## Material for this exercise:
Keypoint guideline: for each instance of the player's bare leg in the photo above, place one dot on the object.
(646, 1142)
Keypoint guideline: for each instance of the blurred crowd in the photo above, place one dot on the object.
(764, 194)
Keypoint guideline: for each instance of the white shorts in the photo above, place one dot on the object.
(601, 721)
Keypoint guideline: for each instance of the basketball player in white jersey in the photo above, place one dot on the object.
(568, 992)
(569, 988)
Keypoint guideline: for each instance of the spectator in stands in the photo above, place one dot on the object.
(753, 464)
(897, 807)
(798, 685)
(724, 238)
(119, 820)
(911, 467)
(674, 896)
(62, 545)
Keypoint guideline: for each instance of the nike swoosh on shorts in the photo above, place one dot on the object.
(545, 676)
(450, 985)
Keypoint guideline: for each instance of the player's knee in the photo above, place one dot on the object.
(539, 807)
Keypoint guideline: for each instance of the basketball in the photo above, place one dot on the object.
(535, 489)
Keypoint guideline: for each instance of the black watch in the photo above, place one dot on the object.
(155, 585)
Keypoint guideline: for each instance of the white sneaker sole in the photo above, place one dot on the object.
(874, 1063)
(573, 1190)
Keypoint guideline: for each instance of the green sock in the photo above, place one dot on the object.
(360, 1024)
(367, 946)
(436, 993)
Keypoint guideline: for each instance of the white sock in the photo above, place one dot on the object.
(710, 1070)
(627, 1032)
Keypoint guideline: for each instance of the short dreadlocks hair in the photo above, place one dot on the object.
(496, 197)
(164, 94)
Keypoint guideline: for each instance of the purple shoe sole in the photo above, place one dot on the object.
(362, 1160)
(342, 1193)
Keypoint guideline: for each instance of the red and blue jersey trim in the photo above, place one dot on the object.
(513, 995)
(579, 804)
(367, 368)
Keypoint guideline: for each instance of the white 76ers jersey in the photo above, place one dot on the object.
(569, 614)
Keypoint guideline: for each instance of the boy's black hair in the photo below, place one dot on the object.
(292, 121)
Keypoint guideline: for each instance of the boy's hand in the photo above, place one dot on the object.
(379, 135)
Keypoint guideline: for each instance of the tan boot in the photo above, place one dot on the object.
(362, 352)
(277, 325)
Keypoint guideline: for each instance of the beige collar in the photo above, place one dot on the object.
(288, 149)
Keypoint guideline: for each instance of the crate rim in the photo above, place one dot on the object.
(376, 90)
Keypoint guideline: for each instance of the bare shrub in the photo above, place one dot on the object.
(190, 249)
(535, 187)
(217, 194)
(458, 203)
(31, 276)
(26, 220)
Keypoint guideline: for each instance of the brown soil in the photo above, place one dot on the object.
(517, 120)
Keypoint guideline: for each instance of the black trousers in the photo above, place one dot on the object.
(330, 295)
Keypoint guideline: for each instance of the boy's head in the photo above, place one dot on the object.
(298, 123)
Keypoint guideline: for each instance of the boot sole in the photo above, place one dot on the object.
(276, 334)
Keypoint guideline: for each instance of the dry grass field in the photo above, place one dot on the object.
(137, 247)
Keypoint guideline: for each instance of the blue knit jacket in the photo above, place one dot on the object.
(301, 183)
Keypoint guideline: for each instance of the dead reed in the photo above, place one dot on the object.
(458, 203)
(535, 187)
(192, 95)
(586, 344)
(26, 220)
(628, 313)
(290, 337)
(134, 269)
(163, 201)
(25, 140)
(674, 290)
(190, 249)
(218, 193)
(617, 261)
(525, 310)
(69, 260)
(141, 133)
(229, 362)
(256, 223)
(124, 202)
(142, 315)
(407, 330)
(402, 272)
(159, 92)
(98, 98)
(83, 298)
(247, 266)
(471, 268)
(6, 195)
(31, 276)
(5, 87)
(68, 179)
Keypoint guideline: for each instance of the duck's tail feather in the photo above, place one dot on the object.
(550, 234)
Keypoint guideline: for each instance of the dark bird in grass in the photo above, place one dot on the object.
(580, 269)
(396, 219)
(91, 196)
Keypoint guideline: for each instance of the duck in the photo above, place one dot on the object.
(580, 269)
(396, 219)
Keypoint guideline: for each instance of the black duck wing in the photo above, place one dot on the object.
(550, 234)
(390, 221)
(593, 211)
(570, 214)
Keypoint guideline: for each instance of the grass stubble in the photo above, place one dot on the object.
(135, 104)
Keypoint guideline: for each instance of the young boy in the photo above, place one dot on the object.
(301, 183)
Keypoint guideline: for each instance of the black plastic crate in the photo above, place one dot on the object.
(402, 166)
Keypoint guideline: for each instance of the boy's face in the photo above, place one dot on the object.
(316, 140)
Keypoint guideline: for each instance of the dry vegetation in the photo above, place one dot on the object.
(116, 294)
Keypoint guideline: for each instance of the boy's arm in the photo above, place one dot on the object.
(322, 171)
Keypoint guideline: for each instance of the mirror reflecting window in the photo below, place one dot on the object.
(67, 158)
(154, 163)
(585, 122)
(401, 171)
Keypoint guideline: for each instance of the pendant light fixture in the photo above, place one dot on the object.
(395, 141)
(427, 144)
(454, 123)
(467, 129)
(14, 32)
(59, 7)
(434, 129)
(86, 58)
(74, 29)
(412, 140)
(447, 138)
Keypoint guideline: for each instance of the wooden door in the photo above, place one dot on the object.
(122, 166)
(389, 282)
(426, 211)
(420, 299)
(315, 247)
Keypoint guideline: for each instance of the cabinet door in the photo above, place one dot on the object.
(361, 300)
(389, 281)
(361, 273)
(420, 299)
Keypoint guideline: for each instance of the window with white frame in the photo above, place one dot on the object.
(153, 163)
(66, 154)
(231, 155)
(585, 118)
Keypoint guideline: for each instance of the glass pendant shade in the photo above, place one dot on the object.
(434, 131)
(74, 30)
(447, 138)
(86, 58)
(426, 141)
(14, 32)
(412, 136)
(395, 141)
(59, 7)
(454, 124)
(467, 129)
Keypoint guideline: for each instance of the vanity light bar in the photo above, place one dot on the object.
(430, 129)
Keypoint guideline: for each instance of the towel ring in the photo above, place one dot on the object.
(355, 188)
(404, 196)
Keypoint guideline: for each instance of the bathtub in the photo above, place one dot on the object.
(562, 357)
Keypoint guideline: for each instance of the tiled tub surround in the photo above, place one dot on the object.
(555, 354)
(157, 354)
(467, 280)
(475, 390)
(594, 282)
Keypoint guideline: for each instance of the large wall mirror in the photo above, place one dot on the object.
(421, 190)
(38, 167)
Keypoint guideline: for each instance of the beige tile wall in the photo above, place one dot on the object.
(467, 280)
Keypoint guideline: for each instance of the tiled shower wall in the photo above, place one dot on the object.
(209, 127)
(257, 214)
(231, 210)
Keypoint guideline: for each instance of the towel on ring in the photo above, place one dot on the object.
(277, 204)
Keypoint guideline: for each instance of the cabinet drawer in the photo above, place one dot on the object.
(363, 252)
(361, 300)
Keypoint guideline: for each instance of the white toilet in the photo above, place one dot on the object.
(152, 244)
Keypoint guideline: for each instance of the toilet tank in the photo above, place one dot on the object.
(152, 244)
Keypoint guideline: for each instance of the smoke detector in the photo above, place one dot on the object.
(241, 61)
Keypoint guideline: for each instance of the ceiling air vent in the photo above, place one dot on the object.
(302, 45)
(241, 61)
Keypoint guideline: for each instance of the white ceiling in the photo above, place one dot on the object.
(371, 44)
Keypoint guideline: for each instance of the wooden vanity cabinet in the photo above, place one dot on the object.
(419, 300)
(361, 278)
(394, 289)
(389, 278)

## Try it:
With the line that contains "Keypoint guideline: for each instance of the white ceiling" as the start, output every line through the end of the entries exactly. Add no other lines.

## Output below:
Keypoint guideline: for each instance of the white ceiling in the photo above, place one dot on the object.
(371, 44)
Keypoint guideline: for each instance of the wooden vanity cabinet in the photo above, place one dot on the object.
(419, 300)
(361, 278)
(394, 289)
(389, 278)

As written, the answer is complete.